* [Prompt]:
Having found the line containing "Target: man's face" in the data below, reproduce that line and each one after it to the end, exactly, and include nothing else.

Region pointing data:

──────────────────────────────

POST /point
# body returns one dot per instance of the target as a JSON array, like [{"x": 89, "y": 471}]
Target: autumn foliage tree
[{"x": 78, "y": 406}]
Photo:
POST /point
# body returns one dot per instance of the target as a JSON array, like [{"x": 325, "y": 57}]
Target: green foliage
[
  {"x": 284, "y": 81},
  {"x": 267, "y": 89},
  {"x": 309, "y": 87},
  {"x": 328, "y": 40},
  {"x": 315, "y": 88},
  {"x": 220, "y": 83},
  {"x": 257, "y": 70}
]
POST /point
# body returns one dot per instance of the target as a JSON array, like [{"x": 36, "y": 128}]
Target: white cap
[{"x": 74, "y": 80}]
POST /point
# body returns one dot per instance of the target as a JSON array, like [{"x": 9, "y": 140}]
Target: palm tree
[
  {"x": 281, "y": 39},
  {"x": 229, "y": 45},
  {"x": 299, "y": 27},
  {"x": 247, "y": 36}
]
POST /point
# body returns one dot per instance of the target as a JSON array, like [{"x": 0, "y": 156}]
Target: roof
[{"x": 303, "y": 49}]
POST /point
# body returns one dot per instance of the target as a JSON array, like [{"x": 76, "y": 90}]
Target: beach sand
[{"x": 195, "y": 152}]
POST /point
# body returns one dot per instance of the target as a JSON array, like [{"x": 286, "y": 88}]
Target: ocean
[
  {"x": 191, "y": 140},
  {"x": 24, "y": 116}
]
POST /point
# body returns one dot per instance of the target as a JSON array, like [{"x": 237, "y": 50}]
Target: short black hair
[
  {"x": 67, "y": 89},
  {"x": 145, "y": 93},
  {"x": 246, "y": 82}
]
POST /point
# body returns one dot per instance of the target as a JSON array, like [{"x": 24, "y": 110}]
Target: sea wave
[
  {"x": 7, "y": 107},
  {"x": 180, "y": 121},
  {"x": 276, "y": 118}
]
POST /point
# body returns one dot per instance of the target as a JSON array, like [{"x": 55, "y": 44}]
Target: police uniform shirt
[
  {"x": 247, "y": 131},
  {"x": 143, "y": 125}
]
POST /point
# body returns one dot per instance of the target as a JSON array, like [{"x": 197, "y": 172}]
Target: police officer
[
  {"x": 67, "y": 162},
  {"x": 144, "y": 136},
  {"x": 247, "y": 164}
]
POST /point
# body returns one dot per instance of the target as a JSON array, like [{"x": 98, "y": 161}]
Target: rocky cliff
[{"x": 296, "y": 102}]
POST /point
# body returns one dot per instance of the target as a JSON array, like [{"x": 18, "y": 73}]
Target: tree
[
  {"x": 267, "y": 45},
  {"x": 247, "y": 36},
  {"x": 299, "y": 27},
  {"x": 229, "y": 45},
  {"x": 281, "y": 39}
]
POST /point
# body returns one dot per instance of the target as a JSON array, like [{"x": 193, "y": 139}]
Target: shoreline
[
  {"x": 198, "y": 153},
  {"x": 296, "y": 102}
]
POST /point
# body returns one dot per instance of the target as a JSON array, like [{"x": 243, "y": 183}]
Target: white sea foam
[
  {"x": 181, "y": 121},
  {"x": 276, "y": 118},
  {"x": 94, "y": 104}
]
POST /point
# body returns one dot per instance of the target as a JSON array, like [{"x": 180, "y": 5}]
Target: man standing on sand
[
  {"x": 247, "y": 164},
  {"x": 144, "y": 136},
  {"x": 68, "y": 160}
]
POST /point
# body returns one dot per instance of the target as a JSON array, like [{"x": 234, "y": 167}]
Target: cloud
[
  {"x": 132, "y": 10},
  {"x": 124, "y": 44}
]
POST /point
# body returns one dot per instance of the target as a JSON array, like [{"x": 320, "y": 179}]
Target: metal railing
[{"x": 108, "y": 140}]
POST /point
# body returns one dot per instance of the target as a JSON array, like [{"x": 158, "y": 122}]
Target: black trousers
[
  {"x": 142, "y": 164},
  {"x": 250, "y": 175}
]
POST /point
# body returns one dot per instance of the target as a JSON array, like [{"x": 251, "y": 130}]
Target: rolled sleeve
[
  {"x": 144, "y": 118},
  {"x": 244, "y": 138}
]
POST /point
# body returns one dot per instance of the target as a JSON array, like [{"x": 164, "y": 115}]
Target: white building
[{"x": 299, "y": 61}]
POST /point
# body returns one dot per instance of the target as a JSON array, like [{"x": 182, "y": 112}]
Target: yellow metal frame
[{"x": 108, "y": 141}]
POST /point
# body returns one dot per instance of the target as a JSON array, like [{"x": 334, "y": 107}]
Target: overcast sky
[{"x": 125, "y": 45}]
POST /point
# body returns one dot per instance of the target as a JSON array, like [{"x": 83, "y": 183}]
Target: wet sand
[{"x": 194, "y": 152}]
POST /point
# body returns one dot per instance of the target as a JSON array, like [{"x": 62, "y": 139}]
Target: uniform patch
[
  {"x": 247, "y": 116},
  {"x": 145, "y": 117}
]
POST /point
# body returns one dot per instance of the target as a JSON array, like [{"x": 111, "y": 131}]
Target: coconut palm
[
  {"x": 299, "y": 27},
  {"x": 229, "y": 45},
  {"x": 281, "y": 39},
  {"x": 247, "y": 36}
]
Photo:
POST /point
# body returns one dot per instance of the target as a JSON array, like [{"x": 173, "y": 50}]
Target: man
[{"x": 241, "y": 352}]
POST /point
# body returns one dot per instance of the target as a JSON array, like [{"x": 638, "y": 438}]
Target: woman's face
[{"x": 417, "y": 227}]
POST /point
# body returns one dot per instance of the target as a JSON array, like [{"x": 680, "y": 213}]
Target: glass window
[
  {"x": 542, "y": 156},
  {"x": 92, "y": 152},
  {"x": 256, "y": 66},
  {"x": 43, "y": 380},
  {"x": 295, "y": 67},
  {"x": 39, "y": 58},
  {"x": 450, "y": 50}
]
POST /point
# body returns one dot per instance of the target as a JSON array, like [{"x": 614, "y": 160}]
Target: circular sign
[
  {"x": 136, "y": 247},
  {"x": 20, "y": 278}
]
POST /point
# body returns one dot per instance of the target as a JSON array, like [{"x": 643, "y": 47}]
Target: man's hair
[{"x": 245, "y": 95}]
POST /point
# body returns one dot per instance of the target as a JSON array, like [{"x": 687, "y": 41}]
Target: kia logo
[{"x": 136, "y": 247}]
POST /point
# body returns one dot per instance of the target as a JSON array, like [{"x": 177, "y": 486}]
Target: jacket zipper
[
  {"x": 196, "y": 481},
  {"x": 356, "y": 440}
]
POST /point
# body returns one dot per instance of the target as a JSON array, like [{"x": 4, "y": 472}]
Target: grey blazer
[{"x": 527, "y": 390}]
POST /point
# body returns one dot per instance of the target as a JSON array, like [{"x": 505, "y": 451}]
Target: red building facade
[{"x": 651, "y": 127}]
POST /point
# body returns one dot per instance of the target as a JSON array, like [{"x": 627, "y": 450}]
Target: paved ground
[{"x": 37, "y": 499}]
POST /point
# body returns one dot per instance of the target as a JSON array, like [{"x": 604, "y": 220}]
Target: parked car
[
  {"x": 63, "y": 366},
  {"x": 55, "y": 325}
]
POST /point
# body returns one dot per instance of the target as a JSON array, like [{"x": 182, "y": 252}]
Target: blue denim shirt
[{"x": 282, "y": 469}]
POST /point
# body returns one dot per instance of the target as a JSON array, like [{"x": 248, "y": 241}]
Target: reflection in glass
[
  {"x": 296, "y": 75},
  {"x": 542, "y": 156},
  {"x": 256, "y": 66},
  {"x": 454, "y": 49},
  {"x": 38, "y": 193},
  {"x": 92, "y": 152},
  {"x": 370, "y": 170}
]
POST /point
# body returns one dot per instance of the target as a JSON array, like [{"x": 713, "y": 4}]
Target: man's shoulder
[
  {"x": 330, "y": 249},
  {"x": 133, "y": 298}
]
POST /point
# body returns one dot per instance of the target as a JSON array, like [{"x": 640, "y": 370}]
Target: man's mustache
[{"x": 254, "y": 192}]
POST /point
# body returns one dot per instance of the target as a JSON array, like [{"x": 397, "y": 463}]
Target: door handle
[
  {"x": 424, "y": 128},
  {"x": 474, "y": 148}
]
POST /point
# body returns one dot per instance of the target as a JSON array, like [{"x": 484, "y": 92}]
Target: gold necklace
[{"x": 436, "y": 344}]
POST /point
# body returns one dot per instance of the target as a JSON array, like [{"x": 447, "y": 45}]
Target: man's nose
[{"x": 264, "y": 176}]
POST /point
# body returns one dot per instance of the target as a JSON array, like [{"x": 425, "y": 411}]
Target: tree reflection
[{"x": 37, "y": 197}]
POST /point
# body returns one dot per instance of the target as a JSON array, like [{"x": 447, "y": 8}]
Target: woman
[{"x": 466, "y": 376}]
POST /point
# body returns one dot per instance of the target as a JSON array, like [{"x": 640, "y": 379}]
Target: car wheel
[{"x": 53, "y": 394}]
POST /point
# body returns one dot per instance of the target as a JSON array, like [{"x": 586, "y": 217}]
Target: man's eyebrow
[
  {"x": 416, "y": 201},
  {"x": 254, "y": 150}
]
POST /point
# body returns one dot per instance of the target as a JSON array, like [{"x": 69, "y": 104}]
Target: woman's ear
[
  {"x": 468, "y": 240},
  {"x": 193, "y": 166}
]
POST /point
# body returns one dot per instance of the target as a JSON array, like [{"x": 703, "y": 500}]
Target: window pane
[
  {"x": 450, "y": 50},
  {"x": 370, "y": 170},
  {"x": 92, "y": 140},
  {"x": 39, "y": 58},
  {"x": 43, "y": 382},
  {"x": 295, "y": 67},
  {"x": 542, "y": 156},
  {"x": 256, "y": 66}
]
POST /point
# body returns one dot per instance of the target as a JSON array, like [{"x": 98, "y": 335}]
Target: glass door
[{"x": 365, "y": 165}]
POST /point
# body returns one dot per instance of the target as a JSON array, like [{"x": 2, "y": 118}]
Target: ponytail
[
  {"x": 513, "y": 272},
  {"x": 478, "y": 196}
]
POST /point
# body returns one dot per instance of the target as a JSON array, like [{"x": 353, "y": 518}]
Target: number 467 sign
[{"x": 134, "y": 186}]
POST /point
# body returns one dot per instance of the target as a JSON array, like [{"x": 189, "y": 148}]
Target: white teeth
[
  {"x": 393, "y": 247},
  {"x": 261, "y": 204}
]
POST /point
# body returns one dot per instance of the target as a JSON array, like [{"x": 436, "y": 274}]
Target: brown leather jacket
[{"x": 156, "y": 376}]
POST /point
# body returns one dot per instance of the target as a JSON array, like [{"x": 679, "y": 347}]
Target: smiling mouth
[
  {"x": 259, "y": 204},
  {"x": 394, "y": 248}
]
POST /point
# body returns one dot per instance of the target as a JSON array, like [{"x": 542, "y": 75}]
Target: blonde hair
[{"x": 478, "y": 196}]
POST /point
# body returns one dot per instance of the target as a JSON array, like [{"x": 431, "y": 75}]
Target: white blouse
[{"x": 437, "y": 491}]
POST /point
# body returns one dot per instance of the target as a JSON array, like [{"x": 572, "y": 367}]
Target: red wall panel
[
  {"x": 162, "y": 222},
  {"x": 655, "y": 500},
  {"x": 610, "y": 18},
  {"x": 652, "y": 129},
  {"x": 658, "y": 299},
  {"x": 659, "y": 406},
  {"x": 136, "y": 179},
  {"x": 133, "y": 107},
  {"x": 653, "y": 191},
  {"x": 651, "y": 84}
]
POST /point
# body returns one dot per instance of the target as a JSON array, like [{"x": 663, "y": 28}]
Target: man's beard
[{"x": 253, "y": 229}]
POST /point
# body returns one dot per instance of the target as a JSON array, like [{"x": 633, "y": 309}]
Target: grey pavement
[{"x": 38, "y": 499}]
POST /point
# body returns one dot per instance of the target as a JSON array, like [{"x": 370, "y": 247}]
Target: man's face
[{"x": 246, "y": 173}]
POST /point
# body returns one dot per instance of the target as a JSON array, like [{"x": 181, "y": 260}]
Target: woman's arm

──────────────────────────────

* [Written solution]:
Target: man's face
[{"x": 246, "y": 173}]
POST /point
# body returns one dot per instance of the target as a JSON array, like [{"x": 181, "y": 260}]
Target: woman's arm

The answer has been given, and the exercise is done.